# Source records:
========
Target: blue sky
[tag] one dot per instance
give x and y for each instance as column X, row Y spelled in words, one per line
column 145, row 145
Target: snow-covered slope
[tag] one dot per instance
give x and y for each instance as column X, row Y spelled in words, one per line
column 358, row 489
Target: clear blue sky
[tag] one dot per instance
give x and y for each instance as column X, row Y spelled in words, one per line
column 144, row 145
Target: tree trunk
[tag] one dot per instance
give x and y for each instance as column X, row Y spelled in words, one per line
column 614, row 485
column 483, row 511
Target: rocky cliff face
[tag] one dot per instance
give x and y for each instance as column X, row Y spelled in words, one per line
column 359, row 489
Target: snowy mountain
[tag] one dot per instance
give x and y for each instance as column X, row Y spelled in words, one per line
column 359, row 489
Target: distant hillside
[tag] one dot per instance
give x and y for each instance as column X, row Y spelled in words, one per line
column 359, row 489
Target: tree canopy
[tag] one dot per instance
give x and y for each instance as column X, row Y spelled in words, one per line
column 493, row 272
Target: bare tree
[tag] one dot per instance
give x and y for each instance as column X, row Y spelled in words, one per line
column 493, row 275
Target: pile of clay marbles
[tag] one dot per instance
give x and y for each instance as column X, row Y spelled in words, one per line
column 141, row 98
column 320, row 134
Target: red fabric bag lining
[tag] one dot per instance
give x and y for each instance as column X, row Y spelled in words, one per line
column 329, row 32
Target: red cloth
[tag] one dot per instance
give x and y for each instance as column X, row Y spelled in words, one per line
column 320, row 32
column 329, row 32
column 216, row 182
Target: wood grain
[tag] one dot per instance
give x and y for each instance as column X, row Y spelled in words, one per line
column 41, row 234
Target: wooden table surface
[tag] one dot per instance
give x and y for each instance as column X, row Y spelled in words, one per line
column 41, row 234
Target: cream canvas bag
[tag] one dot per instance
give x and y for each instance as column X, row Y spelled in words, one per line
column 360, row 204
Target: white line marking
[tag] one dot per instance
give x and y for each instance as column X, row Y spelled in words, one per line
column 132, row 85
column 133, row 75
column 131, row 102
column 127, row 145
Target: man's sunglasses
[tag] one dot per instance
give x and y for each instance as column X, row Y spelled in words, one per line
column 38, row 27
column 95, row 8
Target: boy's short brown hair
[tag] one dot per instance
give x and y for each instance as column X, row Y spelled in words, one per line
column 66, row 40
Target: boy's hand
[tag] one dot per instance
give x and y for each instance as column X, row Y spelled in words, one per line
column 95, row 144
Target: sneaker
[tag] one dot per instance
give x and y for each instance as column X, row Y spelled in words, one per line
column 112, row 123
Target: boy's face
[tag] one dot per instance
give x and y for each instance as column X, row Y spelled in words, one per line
========
# PROMPT:
Lines holding the word "blue" should be copied from the entries above.

# ANSWER SECTION:
Target: blue sky
Target: clear blue sky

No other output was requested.